**Exercise requirements:**
Could you recast the material from the line containing "Each <instance> block" through the line containing "313L278 328L292 365L290" as a numbered list, leaving out any blank lines?

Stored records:
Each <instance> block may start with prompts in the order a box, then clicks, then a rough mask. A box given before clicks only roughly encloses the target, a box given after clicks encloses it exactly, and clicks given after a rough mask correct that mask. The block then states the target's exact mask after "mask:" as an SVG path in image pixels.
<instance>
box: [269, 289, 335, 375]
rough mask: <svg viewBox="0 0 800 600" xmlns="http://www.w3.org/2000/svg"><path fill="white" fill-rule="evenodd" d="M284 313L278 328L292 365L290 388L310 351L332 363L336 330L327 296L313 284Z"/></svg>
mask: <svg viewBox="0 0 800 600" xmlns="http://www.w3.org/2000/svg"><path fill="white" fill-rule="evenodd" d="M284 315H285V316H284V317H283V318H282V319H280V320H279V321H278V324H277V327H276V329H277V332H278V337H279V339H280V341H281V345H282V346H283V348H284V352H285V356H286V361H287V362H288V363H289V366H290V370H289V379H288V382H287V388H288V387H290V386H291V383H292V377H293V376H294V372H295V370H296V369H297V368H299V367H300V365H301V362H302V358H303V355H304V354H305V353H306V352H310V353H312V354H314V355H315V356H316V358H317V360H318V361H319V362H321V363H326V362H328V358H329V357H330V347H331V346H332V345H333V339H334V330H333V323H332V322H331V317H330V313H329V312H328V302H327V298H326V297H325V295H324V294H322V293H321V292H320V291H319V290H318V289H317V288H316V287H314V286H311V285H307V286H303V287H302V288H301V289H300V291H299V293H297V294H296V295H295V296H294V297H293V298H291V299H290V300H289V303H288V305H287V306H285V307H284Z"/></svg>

---

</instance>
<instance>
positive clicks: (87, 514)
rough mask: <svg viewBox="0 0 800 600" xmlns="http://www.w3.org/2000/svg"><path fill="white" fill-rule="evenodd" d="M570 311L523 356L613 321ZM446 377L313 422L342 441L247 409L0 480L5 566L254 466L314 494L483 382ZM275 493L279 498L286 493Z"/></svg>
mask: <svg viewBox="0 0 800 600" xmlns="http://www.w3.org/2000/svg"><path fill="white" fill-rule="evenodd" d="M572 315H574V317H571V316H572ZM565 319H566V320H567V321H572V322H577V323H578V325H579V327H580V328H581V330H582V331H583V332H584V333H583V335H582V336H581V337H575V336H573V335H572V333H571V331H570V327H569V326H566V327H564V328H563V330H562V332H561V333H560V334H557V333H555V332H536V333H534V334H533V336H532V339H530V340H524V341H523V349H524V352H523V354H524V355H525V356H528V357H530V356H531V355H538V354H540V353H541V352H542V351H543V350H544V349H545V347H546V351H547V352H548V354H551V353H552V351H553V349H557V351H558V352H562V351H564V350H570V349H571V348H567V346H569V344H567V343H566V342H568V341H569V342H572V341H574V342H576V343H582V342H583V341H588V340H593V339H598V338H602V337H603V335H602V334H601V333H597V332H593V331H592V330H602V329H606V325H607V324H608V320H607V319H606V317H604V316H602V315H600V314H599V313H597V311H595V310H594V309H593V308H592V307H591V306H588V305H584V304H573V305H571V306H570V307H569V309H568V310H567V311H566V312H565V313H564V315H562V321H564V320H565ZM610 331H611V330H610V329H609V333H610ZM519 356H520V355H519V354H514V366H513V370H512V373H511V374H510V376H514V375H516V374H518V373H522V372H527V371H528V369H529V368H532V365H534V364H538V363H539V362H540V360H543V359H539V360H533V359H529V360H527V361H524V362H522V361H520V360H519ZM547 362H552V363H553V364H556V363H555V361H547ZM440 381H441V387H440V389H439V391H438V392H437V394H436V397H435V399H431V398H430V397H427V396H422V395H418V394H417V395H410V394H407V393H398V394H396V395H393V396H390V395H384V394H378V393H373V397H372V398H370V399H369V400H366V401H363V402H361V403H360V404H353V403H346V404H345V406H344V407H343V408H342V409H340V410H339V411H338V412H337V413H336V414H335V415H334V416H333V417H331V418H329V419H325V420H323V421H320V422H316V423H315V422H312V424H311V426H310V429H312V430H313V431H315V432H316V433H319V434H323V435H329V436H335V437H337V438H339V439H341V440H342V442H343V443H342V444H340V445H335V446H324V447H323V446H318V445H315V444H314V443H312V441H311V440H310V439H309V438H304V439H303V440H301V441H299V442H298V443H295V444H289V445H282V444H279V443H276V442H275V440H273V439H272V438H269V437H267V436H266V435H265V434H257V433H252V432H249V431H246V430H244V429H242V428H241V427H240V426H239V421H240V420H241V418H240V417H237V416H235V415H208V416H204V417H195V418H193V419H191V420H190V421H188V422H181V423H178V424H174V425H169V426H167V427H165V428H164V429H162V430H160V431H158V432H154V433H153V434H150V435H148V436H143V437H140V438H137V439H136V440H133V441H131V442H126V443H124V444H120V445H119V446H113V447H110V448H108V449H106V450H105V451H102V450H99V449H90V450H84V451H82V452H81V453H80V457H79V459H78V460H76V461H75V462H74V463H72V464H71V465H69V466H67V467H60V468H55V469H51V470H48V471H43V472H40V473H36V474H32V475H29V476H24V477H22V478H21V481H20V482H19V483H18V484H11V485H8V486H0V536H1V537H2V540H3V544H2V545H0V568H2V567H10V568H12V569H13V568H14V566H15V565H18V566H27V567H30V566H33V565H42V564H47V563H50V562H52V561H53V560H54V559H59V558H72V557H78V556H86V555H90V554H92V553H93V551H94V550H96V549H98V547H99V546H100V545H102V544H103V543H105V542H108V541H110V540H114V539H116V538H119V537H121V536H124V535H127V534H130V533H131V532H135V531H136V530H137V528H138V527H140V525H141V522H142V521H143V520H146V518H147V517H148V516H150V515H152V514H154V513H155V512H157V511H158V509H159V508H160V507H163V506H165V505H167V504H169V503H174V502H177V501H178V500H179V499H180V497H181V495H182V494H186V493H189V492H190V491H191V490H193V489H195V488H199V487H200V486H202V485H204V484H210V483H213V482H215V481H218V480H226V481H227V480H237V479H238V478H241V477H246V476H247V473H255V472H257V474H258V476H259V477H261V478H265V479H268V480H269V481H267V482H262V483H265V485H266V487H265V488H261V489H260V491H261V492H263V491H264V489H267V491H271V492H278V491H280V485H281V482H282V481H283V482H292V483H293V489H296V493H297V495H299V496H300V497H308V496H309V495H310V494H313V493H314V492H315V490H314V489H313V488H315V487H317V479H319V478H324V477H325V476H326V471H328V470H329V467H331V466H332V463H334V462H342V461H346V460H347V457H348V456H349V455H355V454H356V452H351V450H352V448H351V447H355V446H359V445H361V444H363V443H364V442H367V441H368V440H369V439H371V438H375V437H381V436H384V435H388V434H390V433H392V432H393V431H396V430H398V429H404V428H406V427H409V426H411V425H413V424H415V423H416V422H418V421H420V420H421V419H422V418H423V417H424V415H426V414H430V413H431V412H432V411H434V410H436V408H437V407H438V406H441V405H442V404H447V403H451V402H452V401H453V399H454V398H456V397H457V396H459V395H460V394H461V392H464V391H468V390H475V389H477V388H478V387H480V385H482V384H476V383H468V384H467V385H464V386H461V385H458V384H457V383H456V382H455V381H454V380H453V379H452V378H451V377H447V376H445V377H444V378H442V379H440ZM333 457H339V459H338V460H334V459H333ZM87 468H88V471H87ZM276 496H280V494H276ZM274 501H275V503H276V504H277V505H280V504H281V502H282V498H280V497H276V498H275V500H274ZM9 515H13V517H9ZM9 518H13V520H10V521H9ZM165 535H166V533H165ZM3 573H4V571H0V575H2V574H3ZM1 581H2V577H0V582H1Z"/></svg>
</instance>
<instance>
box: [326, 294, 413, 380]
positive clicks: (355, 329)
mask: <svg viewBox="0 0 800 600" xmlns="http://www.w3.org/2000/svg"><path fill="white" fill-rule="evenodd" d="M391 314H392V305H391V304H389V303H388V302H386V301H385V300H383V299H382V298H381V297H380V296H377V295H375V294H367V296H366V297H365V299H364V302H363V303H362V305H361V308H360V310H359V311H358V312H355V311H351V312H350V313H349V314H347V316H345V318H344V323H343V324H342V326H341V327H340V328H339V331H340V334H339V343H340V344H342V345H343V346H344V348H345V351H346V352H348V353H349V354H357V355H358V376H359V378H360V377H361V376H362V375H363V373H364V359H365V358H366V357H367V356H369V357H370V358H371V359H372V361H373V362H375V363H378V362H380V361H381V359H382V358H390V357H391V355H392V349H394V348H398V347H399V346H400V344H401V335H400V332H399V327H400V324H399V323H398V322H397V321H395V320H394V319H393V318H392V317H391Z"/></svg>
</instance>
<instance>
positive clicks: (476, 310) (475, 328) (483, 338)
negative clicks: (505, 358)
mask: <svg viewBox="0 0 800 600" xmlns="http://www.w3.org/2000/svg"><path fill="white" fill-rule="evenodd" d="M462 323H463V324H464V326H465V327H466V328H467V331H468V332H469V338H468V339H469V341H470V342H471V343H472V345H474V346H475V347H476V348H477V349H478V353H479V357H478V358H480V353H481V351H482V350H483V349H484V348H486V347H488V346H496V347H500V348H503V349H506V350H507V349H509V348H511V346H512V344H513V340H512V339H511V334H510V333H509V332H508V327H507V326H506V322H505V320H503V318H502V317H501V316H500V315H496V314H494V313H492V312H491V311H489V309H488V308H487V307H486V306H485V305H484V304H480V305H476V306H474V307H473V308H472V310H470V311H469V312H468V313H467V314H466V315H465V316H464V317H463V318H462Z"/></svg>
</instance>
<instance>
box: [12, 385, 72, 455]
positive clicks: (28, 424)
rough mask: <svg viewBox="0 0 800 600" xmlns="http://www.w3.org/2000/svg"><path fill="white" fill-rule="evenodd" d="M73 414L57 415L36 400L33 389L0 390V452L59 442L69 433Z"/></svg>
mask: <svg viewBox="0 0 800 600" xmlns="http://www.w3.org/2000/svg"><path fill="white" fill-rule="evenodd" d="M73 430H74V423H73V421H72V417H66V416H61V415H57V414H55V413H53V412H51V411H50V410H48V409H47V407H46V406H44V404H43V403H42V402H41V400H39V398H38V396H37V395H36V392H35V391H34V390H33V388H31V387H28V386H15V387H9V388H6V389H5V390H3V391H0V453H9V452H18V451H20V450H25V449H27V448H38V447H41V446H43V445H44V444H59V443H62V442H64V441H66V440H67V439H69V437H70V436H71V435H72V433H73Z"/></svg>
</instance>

**Answer to the exercise:**
1. Each <instance> block may start with prompts in the order a box, then clicks, then a rough mask. A box given before clicks only roughly encloses the target, a box given after clicks encloses it exactly, and clicks given after a rough mask correct that mask. The block then states the target's exact mask after "mask:" as an SVG path in image pixels.
2. <instance>
3. box: [269, 289, 335, 375]
4. rough mask: <svg viewBox="0 0 800 600" xmlns="http://www.w3.org/2000/svg"><path fill="white" fill-rule="evenodd" d="M284 313L278 328L292 365L290 388L310 351L332 363L336 330L327 296L313 284Z"/></svg>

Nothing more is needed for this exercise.